**What needs to be done:**
Reproduce the records below word for word, from the line that contains "query | metal barrier pole" through the end of the records. Include both of those ends and leave out every other line.

**Provided information:**
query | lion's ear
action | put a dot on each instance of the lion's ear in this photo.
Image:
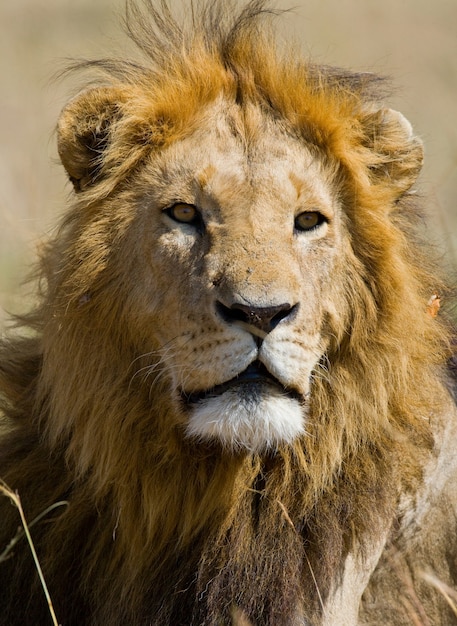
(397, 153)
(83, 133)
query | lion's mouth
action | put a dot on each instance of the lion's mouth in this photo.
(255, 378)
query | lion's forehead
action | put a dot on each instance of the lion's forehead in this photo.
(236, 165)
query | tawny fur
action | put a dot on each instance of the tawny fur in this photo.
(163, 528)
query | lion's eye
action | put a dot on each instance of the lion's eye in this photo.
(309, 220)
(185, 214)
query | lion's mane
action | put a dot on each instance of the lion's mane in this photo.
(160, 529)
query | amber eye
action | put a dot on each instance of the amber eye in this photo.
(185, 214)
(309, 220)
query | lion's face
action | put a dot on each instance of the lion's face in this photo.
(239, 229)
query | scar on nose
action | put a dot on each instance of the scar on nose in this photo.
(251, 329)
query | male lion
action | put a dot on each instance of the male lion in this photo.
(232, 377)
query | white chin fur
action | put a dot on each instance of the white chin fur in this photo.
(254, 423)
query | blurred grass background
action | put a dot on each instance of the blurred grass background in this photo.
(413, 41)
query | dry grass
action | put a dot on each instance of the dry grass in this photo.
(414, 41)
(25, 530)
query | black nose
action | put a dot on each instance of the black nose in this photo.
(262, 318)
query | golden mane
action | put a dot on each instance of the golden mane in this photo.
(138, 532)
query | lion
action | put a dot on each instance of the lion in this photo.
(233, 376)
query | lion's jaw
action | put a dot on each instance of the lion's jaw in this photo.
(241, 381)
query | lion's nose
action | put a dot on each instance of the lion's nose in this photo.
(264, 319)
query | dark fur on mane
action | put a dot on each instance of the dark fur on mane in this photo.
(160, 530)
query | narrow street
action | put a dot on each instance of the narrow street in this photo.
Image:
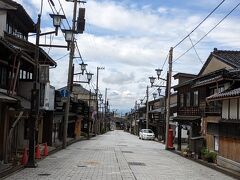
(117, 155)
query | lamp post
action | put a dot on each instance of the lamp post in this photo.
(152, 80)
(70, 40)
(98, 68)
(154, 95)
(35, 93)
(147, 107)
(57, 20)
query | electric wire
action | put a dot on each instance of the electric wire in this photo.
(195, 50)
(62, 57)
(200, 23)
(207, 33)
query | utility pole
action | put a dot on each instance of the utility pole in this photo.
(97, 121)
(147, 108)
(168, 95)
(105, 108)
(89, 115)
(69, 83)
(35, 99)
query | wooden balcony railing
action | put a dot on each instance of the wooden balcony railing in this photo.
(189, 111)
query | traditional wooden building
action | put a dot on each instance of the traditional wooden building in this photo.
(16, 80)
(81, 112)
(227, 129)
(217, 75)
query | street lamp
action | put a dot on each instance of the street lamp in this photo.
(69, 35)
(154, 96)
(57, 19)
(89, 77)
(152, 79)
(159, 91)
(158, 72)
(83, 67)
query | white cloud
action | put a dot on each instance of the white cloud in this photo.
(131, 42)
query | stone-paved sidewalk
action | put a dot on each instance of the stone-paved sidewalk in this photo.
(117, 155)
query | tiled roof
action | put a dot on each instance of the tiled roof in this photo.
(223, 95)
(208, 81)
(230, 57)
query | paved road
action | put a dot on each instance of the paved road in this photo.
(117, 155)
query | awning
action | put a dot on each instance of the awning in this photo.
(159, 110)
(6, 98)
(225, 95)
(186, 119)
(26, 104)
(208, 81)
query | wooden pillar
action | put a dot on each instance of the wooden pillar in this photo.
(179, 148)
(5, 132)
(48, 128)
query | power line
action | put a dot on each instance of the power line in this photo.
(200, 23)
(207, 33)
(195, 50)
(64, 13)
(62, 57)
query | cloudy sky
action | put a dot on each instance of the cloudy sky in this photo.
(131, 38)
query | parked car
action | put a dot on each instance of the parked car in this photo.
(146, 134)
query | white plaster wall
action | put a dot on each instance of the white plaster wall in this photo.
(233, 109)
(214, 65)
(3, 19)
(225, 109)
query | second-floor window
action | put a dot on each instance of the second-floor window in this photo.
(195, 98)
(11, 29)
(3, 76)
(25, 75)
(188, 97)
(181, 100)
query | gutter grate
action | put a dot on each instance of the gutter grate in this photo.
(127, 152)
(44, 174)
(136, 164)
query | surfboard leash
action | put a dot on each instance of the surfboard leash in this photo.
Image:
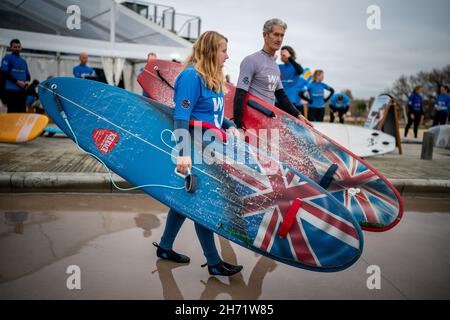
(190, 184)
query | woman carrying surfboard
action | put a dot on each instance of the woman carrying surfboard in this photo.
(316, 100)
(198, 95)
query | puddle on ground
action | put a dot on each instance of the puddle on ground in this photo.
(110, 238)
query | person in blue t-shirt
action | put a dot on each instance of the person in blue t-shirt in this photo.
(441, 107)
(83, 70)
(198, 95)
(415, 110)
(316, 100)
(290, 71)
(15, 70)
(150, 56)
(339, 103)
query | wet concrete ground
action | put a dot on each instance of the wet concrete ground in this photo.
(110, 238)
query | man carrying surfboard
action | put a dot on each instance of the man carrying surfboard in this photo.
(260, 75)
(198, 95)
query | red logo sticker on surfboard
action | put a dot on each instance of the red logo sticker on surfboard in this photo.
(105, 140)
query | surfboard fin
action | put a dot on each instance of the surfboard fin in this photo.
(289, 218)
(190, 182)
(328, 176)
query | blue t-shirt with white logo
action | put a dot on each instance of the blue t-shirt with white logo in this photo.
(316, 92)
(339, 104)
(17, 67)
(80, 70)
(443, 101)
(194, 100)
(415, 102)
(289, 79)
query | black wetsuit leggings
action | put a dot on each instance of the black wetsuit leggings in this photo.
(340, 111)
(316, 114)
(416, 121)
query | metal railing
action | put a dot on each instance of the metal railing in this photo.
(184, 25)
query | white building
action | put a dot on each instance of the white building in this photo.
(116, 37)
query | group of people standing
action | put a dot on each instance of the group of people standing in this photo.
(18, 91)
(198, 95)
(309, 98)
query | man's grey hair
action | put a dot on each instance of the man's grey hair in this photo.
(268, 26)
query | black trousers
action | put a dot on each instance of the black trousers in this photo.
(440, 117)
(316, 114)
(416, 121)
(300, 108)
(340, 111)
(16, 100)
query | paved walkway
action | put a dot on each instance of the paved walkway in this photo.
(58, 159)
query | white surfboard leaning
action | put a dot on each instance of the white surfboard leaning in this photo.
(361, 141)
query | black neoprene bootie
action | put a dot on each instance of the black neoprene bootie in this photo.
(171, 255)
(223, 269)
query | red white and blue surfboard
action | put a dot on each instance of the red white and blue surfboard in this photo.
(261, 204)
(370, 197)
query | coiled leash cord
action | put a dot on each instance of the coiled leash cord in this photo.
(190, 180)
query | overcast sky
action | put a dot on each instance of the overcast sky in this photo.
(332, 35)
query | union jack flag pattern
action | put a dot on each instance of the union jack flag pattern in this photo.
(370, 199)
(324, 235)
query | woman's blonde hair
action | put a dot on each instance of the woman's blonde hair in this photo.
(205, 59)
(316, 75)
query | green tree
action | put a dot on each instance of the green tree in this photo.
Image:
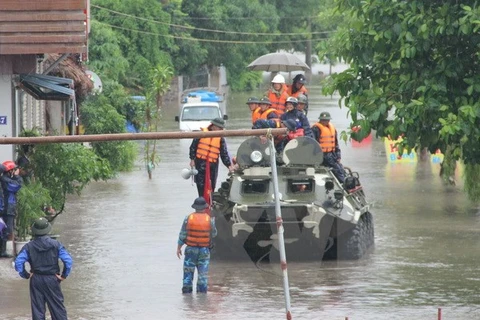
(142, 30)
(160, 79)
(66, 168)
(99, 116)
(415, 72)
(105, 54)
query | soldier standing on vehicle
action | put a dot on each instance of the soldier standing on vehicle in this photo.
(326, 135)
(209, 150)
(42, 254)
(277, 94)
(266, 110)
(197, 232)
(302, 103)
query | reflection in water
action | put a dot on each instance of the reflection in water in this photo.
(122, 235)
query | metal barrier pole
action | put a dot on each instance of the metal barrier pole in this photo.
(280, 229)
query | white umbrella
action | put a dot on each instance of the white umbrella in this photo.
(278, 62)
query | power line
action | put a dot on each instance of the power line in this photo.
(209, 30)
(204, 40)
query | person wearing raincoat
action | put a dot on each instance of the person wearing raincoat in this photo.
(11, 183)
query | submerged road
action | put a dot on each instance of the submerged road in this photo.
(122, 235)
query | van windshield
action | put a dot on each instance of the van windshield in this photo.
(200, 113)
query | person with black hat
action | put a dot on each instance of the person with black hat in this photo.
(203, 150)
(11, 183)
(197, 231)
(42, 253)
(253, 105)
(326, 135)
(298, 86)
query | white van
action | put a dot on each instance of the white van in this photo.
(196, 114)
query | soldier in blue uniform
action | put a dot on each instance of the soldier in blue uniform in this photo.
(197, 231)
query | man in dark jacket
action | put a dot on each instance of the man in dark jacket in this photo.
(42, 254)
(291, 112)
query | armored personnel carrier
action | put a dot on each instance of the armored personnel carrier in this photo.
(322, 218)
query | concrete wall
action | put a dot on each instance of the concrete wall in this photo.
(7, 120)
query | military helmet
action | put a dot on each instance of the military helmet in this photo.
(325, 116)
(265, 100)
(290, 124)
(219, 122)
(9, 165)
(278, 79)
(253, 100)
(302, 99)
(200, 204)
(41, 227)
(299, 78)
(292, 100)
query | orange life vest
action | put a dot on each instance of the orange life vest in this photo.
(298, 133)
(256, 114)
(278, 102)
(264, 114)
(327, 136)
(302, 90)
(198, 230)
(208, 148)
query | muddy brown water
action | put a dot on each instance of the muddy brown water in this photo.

**Result of this exercise:**
query | metal barrier pole
action | put a dot on each instance of the metal barrier pole in this photo.
(280, 229)
query | white umbrella
action | put a dot on each instance of the white umbrella in this photo.
(278, 62)
query | power line
action | put a dot on each instance of the power line in this photo.
(209, 30)
(204, 40)
query | person wearing raincoat
action | put a dot on each instance of the person wearing raincoat in this photo.
(11, 183)
query | submerged road
action | put a dot on each instance of the submerged road in this photo.
(122, 235)
query | van windshield
action | put a dot on each instance of the van windshield in this photo.
(200, 113)
query | person with black hat
action | put a dot on each instance of the person with black hat in this photo.
(203, 150)
(11, 183)
(197, 231)
(42, 253)
(253, 105)
(326, 135)
(298, 86)
query | white van
action | put a dot on each instance of the white van in this photo.
(196, 114)
query | soldier in blue uniform
action | put a dot on each instance of the soldier in blue uniform in this photo.
(197, 231)
query | man in dark jacket
action | put a dot on each instance of the man in dark jacket in this photo.
(42, 254)
(291, 112)
query | armored personnel carrier
action | put a dot on each instance of the armored personnel carrier in this photo.
(322, 218)
query | concrete wall
action | put a dot on each instance of the concrete wall in this photo.
(7, 120)
query | military helmet
action | put a dot on each instance of the military helmet in this photo.
(325, 116)
(265, 100)
(290, 124)
(219, 122)
(9, 165)
(278, 79)
(253, 100)
(302, 99)
(200, 204)
(41, 227)
(299, 78)
(292, 100)
query | orange life vest
action | put a dot on each instance of the orange life vest in this photo.
(298, 133)
(256, 114)
(278, 102)
(264, 114)
(327, 136)
(302, 90)
(198, 230)
(208, 148)
query | muddy brown water
action | put a dot on each instance of the muddy brown water in this photo.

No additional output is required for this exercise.